Short problem:
Send each entry back exactly as given, pictures excluded.

Begin Working data

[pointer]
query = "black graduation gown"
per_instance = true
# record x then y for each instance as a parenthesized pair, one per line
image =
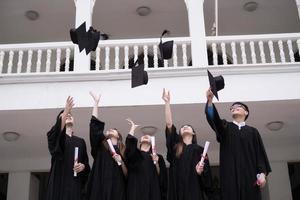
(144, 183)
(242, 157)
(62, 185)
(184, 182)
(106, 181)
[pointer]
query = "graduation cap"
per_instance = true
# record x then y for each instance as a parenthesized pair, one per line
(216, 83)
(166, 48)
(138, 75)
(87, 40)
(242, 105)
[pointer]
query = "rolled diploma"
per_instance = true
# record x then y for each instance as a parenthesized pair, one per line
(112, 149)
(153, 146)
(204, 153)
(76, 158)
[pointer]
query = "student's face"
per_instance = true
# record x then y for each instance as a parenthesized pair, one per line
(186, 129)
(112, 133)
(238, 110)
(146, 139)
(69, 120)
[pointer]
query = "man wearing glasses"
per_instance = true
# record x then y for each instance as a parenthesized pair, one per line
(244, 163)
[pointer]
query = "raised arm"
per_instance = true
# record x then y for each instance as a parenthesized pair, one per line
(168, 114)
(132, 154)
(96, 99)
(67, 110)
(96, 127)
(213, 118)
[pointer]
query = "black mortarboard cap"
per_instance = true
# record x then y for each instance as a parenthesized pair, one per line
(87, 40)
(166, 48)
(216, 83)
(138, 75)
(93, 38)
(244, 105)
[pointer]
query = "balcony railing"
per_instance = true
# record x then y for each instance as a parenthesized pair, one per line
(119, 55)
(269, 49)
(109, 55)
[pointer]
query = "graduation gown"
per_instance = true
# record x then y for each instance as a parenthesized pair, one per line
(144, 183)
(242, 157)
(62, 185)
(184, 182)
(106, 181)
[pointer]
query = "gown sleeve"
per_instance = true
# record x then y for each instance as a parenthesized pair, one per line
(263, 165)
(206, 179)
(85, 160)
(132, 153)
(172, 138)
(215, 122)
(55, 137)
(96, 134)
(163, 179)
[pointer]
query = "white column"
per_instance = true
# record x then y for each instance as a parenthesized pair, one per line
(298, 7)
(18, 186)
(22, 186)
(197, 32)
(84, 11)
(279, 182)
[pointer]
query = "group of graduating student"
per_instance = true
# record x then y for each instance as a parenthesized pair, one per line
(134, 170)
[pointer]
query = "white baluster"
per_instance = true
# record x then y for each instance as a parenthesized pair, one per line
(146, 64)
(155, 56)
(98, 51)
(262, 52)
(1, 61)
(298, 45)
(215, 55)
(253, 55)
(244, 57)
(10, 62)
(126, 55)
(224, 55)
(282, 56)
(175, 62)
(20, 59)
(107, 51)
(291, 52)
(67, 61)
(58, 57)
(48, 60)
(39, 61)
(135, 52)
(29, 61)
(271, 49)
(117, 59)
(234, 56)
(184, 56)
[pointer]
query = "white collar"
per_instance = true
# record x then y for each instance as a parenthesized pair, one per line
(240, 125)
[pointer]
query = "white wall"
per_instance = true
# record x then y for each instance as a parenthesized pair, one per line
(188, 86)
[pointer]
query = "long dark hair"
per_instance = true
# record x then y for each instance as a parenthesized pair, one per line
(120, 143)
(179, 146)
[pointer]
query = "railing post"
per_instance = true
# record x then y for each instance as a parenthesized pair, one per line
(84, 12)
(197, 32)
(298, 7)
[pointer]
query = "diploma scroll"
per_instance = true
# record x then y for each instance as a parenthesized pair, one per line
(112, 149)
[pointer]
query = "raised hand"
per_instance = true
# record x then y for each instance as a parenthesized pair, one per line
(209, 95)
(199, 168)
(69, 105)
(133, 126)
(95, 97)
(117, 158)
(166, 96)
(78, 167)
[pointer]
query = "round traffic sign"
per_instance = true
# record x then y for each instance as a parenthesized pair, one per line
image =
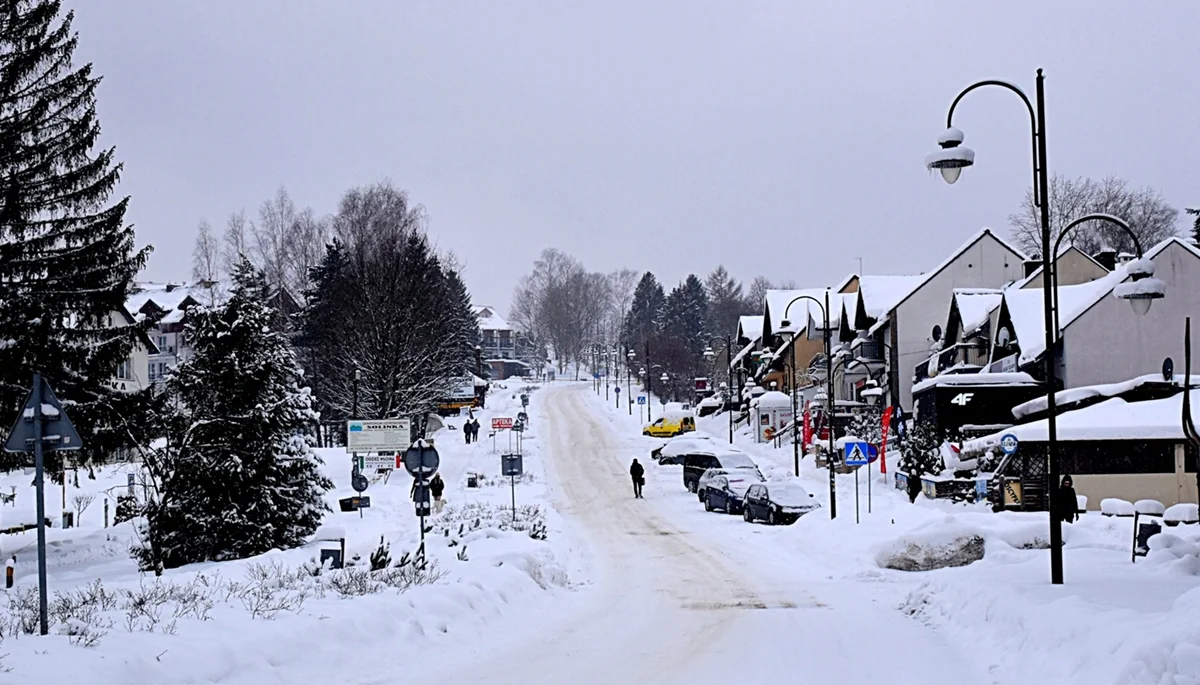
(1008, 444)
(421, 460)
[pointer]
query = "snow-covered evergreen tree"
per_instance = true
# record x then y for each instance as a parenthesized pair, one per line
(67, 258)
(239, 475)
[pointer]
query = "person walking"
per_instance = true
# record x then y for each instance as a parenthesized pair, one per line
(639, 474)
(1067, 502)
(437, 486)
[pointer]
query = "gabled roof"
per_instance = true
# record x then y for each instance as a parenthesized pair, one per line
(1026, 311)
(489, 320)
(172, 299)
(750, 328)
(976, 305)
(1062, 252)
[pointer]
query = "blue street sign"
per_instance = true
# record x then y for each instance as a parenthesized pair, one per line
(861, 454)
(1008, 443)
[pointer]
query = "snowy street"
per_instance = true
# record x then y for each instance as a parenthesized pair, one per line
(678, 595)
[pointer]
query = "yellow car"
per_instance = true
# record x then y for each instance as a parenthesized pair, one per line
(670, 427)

End Working data

Expected answer:
[pointer]
query = "black graduation gown"
per_instance = true
# record x then y for each instance as a parenthesized pair, one per line
image =
(144, 183)
(242, 157)
(62, 185)
(184, 182)
(106, 181)
[pointer]
query = "graduation cap"
per_instance = true
# record x then y for each instance as a parenthesized pair, one per line
(216, 83)
(166, 48)
(138, 75)
(87, 40)
(242, 105)
[pointer]
query = "rolled diploma"
per_instance = true
# record x then y for each instance as a parenthesized pair, one per line
(112, 149)
(153, 146)
(204, 153)
(76, 158)
[pointer]
query = "student's face"
per_instance = true
# record x then y for each instance as a parenthesized pair, one per line
(186, 129)
(112, 133)
(238, 110)
(146, 139)
(69, 120)
[pointer]
query = "man wearing glasses"
per_instance = true
# record x then y for each instance as a parenthesized pair, one per line
(244, 163)
[pointer]
query = "raised arm"
per_instance = true
# record x then y for each instance as a parenthesized pair, one per line
(168, 114)
(132, 154)
(96, 99)
(67, 110)
(96, 127)
(213, 118)
[pointer]
query = "black mortarboard cap"
per_instance = true
# record x then y for each instance as a parenthesized pair, one per line
(87, 40)
(166, 48)
(216, 83)
(138, 75)
(93, 38)
(244, 105)
[pointer]
query = "balcony railing"
per_instance = true
# record x then y for each instance as a parenthesized pair, one per line
(119, 55)
(269, 49)
(109, 55)
[pointer]
query = "graduation gown"
per_instance = true
# record x then y for each instance as a parenthesized pair, one per line
(144, 183)
(242, 157)
(62, 185)
(184, 182)
(106, 181)
[pointer]
query = "gown sleeve"
per_instance = true
# record x then y for each instance as a parenthesized pair, one per line
(263, 165)
(206, 179)
(85, 160)
(132, 153)
(172, 138)
(215, 122)
(55, 137)
(96, 134)
(163, 179)
[pointer]
query = "white column"
per_instance = true
# record x then y for each instance as a parenthesized pair, one per line
(298, 7)
(18, 186)
(22, 186)
(197, 32)
(84, 11)
(279, 182)
[pointer]
query = "group of graduating student"
per_instance = true
# record x then y for each instance as a parenthesized pair, one per line
(134, 170)
[pointer]
query = "white baluster"
per_instance = true
# record x then y for each instance as a parenthesized pair, one per line
(146, 64)
(155, 56)
(98, 51)
(262, 52)
(1, 61)
(298, 45)
(215, 55)
(253, 55)
(244, 57)
(10, 62)
(126, 55)
(224, 55)
(282, 56)
(175, 62)
(20, 59)
(107, 51)
(291, 52)
(67, 61)
(58, 57)
(48, 60)
(39, 61)
(135, 52)
(29, 61)
(271, 49)
(117, 59)
(234, 56)
(184, 56)
[pointer]
query = "white collar"
per_instance = true
# record x then y for each instance as a parenthesized pair, one per line
(240, 125)
[pointer]
query = "white wall"
per_instance = true
# record x then y for each instance as a parenthesized pair, one per line
(188, 86)
[pointer]
query = "long dark hair"
per_instance = true
# record x then y for each instance as a parenthesized pair, one per line
(120, 143)
(179, 146)
[pointer]
query = "railing post"
per_instance = true
# record x then y for each instance as a parenthesized pair, one per line
(84, 12)
(197, 32)
(298, 7)
[pointer]
query = "diploma scroll"
per_instance = true
# record x then y for each instance as a parenthesized pair, one per line
(112, 149)
[pointer]
query = "raised hand"
per_instance = true
# record x then y for each instance as a parenthesized pair, one per line
(209, 95)
(199, 168)
(69, 105)
(133, 126)
(95, 97)
(117, 158)
(166, 96)
(78, 167)
[pointer]
query = "round traffic sign"
per_instance = true
# record x then y for each instance as a parenthesized pair, one per line
image =
(1008, 444)
(421, 460)
[pointer]
query = "snow-covered evergreen tree"
per_instance = true
# record x then y for each instance as a parenthesized pair, one per line
(67, 258)
(239, 475)
[pointer]
query = "person walking"
per_instance = true
# record x then y for each instance as a parenthesized pair, one per line
(639, 474)
(1067, 502)
(437, 486)
[pointer]
query = "gabled roof"
per_instance = true
# record x then y for each instance as a parenthesized pair, one per line
(1026, 311)
(489, 320)
(172, 299)
(750, 328)
(976, 305)
(1062, 252)
[pointer]
query = "blue street sign"
per_instance = true
# record x then y for each instance as a parenthesized pair, one per line
(861, 454)
(1008, 443)
[pointer]
query = "snowy street"
per_instance = true
# record x then y for each instance as a parenthesized pair, one per line
(678, 595)
[pointer]
query = "yellow car"
per_instance = true
# record x then y for each instance as a parenthesized pair, one per line
(670, 427)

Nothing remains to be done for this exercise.